= Written problem =
Write out the lines from the line containing "in ground? Tag one per instance." through the final line of the listing below, exactly, omitting every other line.
* Start Dataset records *
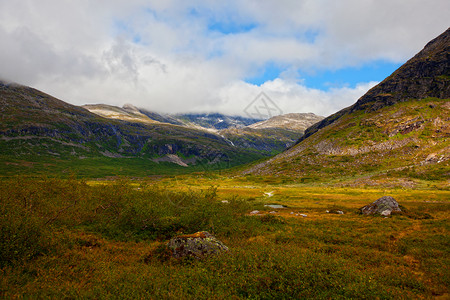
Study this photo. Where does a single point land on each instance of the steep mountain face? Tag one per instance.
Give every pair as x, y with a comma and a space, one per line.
425, 75
296, 122
127, 113
35, 126
268, 137
215, 120
400, 128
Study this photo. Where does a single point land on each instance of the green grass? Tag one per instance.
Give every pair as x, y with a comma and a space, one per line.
99, 239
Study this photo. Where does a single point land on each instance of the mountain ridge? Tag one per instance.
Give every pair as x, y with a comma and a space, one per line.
398, 128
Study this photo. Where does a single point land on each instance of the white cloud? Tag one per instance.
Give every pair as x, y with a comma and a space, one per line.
160, 54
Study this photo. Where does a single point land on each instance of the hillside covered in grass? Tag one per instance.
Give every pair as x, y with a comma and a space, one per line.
400, 129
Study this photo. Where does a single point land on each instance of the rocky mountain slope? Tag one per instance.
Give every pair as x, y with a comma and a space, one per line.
36, 128
400, 128
268, 137
293, 121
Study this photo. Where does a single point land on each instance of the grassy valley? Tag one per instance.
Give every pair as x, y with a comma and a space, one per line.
72, 227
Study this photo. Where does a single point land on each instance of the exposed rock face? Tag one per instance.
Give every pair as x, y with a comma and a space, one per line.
427, 74
383, 206
198, 245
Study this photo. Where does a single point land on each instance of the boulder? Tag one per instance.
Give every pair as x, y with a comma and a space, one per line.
198, 245
383, 206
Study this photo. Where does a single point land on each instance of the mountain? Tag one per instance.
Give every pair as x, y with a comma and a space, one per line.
399, 129
127, 113
268, 137
39, 133
293, 121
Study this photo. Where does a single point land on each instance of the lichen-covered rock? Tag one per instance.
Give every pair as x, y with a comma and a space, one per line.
198, 245
383, 206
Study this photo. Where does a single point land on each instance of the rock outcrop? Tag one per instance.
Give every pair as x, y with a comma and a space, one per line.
383, 206
198, 245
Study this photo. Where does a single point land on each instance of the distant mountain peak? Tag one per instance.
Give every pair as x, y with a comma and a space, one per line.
427, 74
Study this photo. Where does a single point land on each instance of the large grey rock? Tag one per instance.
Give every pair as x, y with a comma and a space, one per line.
198, 245
383, 206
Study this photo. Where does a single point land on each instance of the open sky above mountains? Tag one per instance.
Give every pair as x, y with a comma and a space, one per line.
183, 56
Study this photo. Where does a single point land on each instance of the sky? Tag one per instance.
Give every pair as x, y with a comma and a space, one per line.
177, 56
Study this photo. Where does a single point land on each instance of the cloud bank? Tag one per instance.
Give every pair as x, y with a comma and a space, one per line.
178, 56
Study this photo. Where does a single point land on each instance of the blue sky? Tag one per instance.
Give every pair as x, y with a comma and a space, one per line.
213, 56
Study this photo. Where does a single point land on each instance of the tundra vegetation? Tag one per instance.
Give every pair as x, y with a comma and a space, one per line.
75, 238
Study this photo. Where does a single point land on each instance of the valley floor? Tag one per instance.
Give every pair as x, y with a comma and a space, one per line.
103, 239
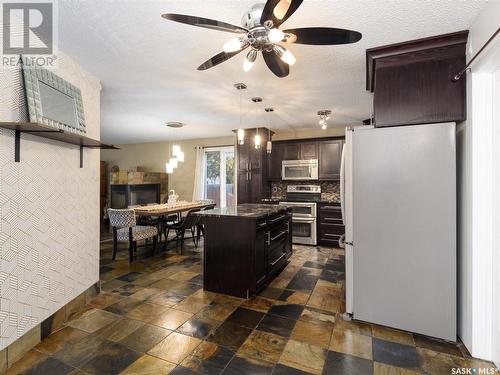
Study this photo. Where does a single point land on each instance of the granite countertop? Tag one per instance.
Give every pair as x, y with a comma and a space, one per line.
249, 211
322, 200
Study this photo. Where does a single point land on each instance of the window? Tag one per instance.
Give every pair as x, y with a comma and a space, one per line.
218, 180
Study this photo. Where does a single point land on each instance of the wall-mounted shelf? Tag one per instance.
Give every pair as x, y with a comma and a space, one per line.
45, 131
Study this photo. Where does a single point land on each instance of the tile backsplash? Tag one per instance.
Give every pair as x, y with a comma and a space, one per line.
330, 190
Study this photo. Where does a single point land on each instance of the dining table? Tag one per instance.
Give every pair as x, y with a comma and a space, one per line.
164, 210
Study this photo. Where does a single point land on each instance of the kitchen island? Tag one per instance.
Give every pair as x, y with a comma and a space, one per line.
245, 247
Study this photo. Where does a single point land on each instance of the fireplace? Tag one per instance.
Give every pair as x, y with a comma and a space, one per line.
123, 196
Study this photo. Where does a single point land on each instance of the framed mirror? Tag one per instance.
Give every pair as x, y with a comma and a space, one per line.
52, 100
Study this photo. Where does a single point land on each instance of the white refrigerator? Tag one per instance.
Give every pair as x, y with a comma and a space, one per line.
398, 191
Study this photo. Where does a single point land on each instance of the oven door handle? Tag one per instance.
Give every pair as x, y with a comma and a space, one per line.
307, 220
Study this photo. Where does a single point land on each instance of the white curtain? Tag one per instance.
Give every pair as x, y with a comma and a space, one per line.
198, 174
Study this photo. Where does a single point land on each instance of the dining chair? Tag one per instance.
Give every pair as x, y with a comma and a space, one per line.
200, 231
189, 222
125, 228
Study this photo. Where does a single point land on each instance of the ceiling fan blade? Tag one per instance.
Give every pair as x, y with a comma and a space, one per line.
278, 67
218, 59
322, 36
279, 11
204, 22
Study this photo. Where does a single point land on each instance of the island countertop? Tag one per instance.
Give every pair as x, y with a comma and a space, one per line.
248, 211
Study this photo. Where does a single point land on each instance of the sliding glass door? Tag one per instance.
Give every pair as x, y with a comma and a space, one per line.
218, 180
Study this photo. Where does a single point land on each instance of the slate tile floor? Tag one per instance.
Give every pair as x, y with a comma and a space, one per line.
153, 317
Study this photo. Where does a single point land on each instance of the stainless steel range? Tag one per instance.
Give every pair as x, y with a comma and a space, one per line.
302, 200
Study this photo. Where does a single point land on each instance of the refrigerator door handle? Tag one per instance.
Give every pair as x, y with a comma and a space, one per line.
342, 184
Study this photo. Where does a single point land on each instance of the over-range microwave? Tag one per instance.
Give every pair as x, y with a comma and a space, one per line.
299, 170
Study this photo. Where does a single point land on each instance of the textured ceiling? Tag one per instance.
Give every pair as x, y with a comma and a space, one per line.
147, 65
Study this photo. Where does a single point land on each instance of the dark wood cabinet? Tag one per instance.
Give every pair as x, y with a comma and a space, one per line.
328, 151
252, 169
412, 81
292, 151
330, 157
242, 255
308, 150
330, 225
275, 159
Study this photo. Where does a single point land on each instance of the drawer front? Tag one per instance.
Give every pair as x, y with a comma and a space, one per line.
330, 220
276, 258
279, 219
332, 229
332, 240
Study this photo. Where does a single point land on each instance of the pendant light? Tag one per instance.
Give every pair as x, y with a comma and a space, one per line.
269, 145
257, 139
241, 132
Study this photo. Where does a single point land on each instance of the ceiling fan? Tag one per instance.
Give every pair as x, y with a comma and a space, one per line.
260, 31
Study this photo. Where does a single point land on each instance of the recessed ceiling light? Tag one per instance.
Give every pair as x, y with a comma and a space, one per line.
175, 124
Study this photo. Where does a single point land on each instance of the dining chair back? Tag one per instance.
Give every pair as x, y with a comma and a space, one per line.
125, 228
122, 218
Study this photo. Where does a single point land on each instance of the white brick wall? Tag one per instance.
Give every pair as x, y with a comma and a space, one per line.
49, 221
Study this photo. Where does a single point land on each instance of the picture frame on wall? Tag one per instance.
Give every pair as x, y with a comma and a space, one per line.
53, 101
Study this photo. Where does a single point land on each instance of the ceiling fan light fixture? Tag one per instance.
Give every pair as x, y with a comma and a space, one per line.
276, 35
285, 55
249, 60
281, 9
234, 45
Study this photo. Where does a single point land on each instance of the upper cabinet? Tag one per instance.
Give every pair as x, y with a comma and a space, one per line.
412, 81
328, 151
275, 159
291, 151
308, 150
330, 157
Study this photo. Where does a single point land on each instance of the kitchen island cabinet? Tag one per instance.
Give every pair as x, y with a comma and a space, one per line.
245, 247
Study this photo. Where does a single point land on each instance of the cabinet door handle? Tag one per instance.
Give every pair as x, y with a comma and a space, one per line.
277, 260
278, 235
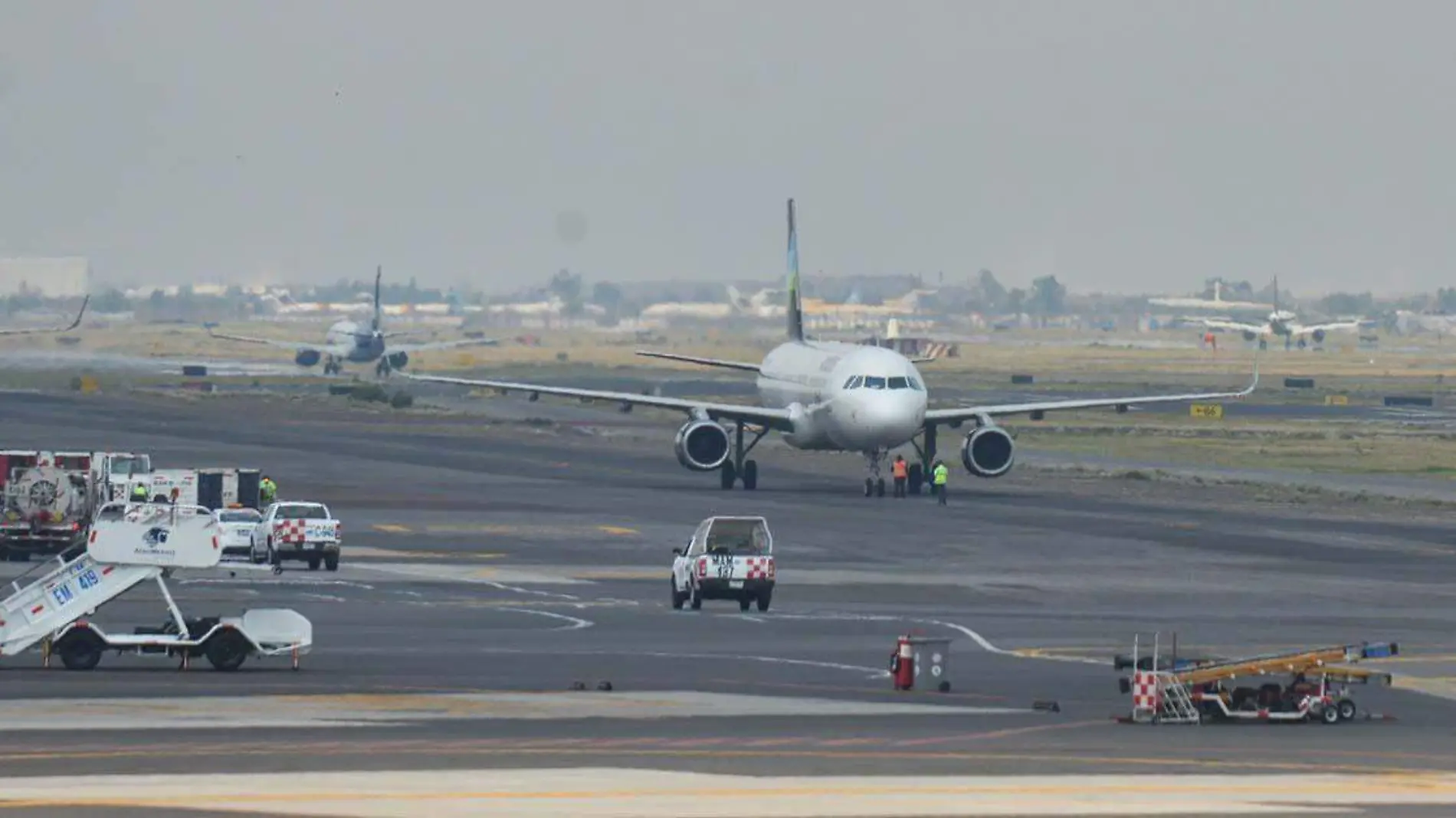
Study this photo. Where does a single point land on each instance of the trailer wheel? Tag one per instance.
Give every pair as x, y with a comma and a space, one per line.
226, 649
80, 649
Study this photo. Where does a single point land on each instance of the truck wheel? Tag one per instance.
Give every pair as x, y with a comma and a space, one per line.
80, 649
226, 649
1347, 709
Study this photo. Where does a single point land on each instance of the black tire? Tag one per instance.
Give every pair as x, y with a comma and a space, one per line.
80, 649
226, 649
1347, 709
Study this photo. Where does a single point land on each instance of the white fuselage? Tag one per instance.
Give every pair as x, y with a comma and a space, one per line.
362, 344
854, 398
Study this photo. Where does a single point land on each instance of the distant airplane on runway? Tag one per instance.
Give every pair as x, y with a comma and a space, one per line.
1281, 323
349, 341
831, 396
37, 329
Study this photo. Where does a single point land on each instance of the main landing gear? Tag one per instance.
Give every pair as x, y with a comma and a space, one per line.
737, 466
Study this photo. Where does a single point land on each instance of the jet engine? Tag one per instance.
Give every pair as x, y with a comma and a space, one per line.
988, 452
700, 446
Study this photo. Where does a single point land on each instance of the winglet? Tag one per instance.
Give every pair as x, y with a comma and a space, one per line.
77, 322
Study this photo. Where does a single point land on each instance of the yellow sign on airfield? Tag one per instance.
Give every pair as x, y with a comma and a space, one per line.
1208, 411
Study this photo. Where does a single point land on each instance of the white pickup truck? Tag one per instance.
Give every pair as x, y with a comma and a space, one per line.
728, 558
300, 532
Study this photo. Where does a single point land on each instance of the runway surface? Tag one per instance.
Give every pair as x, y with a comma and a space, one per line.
490, 569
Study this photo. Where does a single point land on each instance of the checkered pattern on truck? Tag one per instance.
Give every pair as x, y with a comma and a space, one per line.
297, 530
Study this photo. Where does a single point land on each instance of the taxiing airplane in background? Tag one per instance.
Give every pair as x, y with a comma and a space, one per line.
1281, 323
831, 396
356, 344
38, 329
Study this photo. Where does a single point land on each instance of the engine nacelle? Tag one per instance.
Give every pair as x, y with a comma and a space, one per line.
700, 446
988, 452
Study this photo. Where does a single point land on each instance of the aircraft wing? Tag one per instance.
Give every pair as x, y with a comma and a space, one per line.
773, 418
291, 345
970, 412
32, 331
1234, 326
440, 345
703, 362
1328, 326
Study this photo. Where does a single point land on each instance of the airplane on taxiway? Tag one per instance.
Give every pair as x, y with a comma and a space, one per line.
356, 344
831, 396
38, 329
1281, 323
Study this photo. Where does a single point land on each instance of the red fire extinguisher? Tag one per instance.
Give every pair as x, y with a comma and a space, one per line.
902, 664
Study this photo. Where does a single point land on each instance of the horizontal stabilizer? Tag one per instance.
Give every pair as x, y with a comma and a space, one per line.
703, 362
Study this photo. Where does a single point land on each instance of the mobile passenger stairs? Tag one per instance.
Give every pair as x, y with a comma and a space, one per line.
1171, 690
129, 545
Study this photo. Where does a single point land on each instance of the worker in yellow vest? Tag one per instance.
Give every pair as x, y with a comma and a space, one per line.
941, 476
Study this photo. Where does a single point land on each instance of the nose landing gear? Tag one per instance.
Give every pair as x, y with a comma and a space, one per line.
874, 483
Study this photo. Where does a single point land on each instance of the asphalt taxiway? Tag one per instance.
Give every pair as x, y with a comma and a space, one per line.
491, 571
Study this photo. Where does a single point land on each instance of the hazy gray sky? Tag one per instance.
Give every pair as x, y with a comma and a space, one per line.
1121, 146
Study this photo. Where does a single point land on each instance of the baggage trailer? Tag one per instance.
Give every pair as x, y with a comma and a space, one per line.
130, 545
1166, 690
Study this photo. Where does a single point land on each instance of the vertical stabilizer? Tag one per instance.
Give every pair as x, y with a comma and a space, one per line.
379, 315
794, 310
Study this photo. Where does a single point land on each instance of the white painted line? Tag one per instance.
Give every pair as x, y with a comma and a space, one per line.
576, 623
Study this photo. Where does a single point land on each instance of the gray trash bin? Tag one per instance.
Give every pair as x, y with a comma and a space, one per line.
932, 663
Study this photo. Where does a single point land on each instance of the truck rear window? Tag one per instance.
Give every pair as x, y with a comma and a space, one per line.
302, 512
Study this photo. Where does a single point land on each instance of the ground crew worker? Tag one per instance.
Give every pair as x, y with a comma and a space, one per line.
941, 476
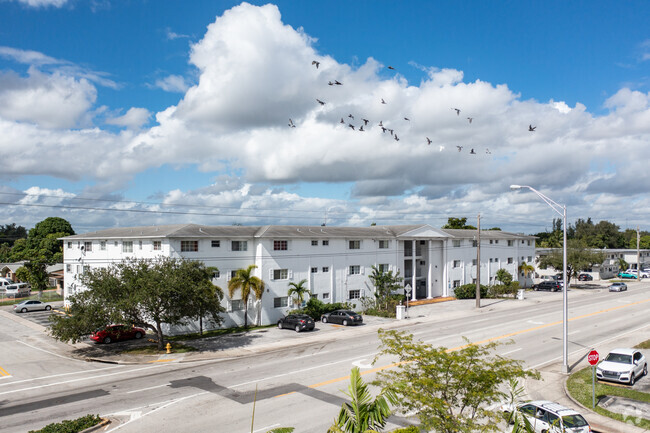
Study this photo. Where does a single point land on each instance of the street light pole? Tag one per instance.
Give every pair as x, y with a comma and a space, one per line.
560, 209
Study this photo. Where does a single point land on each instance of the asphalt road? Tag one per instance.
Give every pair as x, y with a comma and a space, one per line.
300, 386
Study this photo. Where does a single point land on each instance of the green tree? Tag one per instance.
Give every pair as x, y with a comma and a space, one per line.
147, 293
245, 281
299, 291
504, 276
362, 413
458, 223
451, 390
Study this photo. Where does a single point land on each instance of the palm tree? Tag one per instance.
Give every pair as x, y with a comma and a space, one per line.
527, 270
362, 414
245, 281
299, 290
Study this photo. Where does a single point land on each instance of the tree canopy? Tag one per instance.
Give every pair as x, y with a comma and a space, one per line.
147, 293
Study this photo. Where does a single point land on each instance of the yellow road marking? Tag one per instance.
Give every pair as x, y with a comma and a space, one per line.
385, 367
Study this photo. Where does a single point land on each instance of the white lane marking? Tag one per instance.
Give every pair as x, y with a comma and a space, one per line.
147, 389
47, 351
62, 374
159, 408
80, 379
362, 364
512, 351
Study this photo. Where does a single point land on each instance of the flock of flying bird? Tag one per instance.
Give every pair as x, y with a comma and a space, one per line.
385, 129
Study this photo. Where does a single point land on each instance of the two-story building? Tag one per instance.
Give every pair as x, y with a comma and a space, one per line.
335, 261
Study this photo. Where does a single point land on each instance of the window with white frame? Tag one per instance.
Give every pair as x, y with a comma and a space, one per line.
239, 245
189, 246
280, 245
281, 302
280, 274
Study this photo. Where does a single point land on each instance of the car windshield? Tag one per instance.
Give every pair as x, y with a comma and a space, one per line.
619, 357
574, 421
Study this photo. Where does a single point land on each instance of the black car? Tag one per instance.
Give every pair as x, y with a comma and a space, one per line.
552, 286
342, 317
297, 322
585, 277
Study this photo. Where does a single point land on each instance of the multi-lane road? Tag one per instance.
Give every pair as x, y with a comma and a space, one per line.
299, 386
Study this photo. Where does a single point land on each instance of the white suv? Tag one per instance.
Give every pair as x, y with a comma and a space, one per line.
548, 417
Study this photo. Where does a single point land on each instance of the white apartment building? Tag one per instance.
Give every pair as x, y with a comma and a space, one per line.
335, 261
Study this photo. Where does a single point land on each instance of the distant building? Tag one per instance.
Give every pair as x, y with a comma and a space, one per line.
335, 261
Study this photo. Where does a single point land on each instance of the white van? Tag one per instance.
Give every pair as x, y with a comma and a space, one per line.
18, 289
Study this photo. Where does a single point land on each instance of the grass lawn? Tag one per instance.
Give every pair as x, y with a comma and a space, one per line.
579, 386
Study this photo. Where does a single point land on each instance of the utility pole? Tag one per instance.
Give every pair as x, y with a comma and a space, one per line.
478, 262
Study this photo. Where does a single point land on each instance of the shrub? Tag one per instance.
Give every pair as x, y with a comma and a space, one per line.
70, 426
468, 291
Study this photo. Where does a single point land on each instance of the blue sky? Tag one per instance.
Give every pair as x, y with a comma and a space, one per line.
139, 101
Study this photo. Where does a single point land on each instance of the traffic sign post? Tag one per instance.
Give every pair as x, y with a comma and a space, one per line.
593, 358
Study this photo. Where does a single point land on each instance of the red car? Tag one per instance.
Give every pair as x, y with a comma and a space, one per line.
117, 333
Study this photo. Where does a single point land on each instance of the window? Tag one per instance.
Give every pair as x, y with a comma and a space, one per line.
280, 245
189, 246
280, 274
280, 302
239, 246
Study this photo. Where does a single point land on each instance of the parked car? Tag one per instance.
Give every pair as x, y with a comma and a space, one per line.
297, 322
342, 317
553, 286
622, 365
547, 416
117, 333
31, 305
585, 277
618, 287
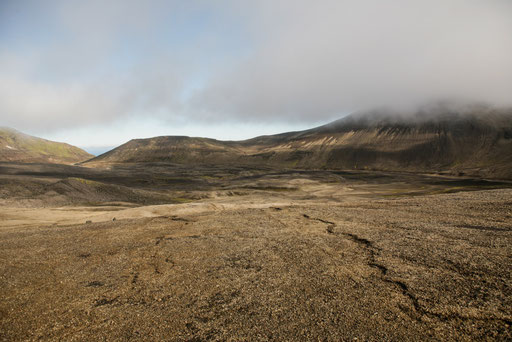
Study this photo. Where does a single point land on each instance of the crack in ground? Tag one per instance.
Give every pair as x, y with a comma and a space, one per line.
419, 310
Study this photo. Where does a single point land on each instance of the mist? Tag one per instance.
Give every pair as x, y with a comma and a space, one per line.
75, 63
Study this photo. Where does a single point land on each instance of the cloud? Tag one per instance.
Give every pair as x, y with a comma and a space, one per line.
93, 62
319, 59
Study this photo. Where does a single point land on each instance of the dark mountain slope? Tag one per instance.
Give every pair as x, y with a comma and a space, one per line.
475, 141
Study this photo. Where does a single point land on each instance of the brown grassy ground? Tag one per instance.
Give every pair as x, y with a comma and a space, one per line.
336, 260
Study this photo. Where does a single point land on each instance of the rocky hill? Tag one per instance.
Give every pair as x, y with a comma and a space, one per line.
474, 141
19, 147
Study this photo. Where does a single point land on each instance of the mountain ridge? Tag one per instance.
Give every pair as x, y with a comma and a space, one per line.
16, 146
476, 141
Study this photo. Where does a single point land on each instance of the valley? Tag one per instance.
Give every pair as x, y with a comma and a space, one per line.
215, 253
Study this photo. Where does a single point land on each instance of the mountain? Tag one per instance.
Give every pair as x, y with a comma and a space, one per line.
475, 140
19, 147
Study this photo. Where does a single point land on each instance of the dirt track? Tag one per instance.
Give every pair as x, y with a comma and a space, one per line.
429, 267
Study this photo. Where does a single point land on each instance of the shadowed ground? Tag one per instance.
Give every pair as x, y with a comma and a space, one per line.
263, 256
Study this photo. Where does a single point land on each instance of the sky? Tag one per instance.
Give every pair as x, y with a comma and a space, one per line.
98, 73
* End Dataset records *
= Complete answer =
Study this photo. Where does a single point land on each instance of the crack in ground? Tag one per instance.
Give every pair as x, y with a comma and a space, one per line.
419, 310
Study this photo. Where does a single point land on each instance of the mist? Tag one per instance.
Give every pair as x, y with a comma and a space, one per line.
75, 63
Study this photo. Where does a single point land on each instance of the cloud? Tag one per instance.
Give every pair as x, y with a comma and a space, one per line.
93, 62
319, 59
Study this photo. Where does a single point land on each instance of the dark mountain slope? Tag one per instance.
Give every pair as x, y with a comma and a space, one per line.
475, 141
Study this photo. Where does a single point land on each instance of the brown grassy ground? Tag one per instance.
Give every pair as x, y with a comma and a space, one per line.
336, 260
Study this photo. Where does a single point land on each instance of the rocky hill? Tag one per instance.
Give every pair as x, y with a comma and a space, one per line.
474, 141
19, 147
Study this photo. Where does a single point land on each instance of the mountain ridge? Tag one per instance.
Give every pair as x, y with a comma and a space, one per line.
16, 146
476, 141
Study this photo. Where does a single point land on each instance of the valley? Tag one per instance.
Give every pair as x, y with a comma and a space, one per line.
215, 253
Study this photo. Where does a single point land on each instance of the mountain? Tag one per instance.
Give every pair as x, y with a comma and a space, one per line.
475, 140
19, 147
Study this photo. Where does a single point land on each instance of the dirt track? Tag one per instance.
Give every pair as x, y with a comma and a space, one per line.
429, 267
Study this photo. Where does a single point land on each instance of the shadowed ground? Tag one per instance.
Give every pair as x, y with a comma and a space, one per line.
263, 256
Study this photo. Where does a single point land on each instance of the sky? Tag one per instance.
Give every pair as x, y with a comma and a space, one per line.
98, 73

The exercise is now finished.